§ Aim
Print the following entries word for word, each line unchanged.

§ Entries
⟨
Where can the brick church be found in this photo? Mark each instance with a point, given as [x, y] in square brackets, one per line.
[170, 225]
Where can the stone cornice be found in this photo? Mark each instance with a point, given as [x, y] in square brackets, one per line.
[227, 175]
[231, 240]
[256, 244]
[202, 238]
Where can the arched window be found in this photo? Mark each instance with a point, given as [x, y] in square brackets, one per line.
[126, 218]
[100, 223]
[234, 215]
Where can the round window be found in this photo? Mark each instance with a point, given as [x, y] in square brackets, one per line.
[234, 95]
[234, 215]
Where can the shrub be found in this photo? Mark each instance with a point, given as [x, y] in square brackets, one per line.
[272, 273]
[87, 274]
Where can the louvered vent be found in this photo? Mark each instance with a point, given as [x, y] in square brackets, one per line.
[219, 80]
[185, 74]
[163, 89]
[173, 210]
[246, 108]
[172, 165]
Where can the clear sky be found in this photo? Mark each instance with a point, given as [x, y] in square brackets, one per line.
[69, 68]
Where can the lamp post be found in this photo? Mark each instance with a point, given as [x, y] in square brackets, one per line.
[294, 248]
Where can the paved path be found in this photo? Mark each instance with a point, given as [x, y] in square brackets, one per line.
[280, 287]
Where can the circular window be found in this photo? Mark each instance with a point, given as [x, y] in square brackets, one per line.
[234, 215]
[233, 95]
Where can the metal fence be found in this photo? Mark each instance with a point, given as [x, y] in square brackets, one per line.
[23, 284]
⟩
§ Written solution
Where can the brick church be found in this photo? Mark each instance with a point, given as [x, y] in square brackets, one per line.
[170, 225]
Where can the stone cornice be found in this photo? Mark each instance with a point, given as [x, y] in square brackets, one per line.
[227, 175]
[231, 240]
[256, 244]
[202, 238]
Where can the arched window be found in this photo? Mark each instance with a point, given as [x, y] in square brackets, one per line.
[126, 218]
[100, 223]
[234, 215]
Where can the round window be found in this photo? Mark each instance with a point, given as [x, y] in square brackets, one per line.
[234, 95]
[234, 215]
Where can the shrub be found in this photo? Mark each instance with a point, given as [x, y] in square brackets, one per line.
[272, 273]
[87, 274]
Where can the louvered vent be found in this photo? Mark each instance with a point, given as [x, y] in square brackets, one per line.
[219, 80]
[185, 74]
[163, 89]
[173, 210]
[246, 108]
[172, 165]
Where can the clear sky be found in this photo? Mark each instance with a point, given as [x, y] in square brackets, one per line.
[69, 68]
Where can the lamp post be found in this photo? Mark each instance with a point, given as [x, y] in square brackets, one per line.
[294, 248]
Where can the paved path be found in this photo? Mark each instance with a point, given as [x, y] in square brackets, one per line.
[280, 287]
Where can the circular window be found in this photo? Mark each instance with a point, given as [x, y] in square brackets, one per line.
[234, 215]
[233, 95]
Where can the metal fence be found in this photo? Mark each instance with a point, given as [x, y] in square brackets, one per line.
[23, 284]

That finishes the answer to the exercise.